Selected excerpt:
Valuing composting services

I want to write today about something I tend to be a bit sheepish about: asking people for money. Last year I was willing to run the HCC for free. Some community members wanted to pay me for compost that I was donating back, others gifted me lovely things like homemade preserves, so it certainly wasn’t all thankless! But others also noted that I should be getting paid for the hard work. Last year was great and I was willing to do it for free because I wanted to use it as more of an R’n’D year, where I worked out some of the kinks. I had already been collecting kitchen scraps off friends for years but I wasn’t sure how the logistics and other concerns would work when I opened the composting service up to the wider community. The best thing that I learnt is that there are heaps of people who are looking for ways to help out our environment by being considerate of where their organic wastes end up.

For new members this year I’m suggesting that they donate to the HCC so that I can continue to grow it into something bigger and better. Donating cash to HCC is easy because I have set up a Patreon page, where anyone can donate small, regular donations. Patreon was originally set up to support creative artists with the idea being that if you like the work of a particular artist or content creator then you can ensure they keep creating by becoming their ‘Patron’. For some artists or creators this means that you begin paying for their work that they were already supplying ‘for free’ (with everything being accessible and shared on the internet these days). I think this model suits the HCC really well.

I want to track back to a few years ago when a coworker was flabbergasted when he asked me if I would ever pay more for an item even if I knew I could get the exact same item for a lower price, and I answered in the affirmative. Maybe ‘exact’ is not the right word but I certainly find myself paying more for plenty of everyday items these days, and on purpose. I buy a lot of foodstuffs from the farmers market or the bulk food store these days simply to avoid unnecessary packaging. I buy as much of my clothing and footwear from ethical fashion brands as I can, even though I could get similar or in some cases lovelier gear from other brands. It’s all about values. Others might find ‘value’ in bargains but I personally get value out of being a conscious consumer. And that is what is needed for people to start paying for compost collections services, a slight shift in values.

It was only a few years ago that I didn’t think too much about the rubbish I was sending to landfill. It’s currently very easy to not think about as our rubbish is ‘taken care of’ for us. All you have to do is remember to put the wheelie bin out on the right day. Of course sending the copious amounts of materials to landfill that we do is not really taking care of it and it is in fact creating more problems than we care to think about. Especially the organic wastes that generate a huge amount of methane that mostly ends up heating our atmosphere.

Material provided:
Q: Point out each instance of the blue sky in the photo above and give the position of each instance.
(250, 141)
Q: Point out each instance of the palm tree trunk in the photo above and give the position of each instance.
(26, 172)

What to work on:
a: In the post on valuing composting services, what has the writer set up so that anyone can make small, regular donations to the HCC?
b: Continue the post on valuing composting services, starting after its final sentence.
The data stands apart from the composting text and is separate material.

Outputs by task:
a: A Patreon page.

b:
Not to worry though, if we value our kitchen scraps instead and think it’s worthwhile to pay for a composting service we can actually make headway in solving quite a few different problems. Outlining all the benefits of contributing to a community composting service would take up a whole other blog post (jobs, improving soil, greenhouse gas abatement, community engagement, less food waste etc etc) but the main one for me is Keeping It Local. If we’re thinking of going after the big goal of greenhouse gas abatement by keeping food scraps out of landfill then it doesn’t make sense to collect from disperse locations, trucking waste all over town to process it in a central facility, say for all of Canberra. If we can instead get the whole of a suburb to work together and support a local initiative we can see great efficiencies such as collecting waste from a localised area, processing it in that same locality and even using it to amend soil in veggie beds in the same suburb. Very ‘closed loop’ and not that much effort put into transporting materials or other large infrastructure.

Before I get carried away with ambitious plans for a well managed decentralised network of composting hubs that cover all of Canberra, I’ll touch on my sheepishness again. Because I’m just not sure how many people are willing to contribute financially to set up such a composting service. I don’t think this can be done with volunteer labour alone and it does need a certain amount of oversight, both financially as well as other administration. I also have no qualms paying decent wages to get people to carry out the sometimes dirty, stinky work (they will save money on a gym membership though!)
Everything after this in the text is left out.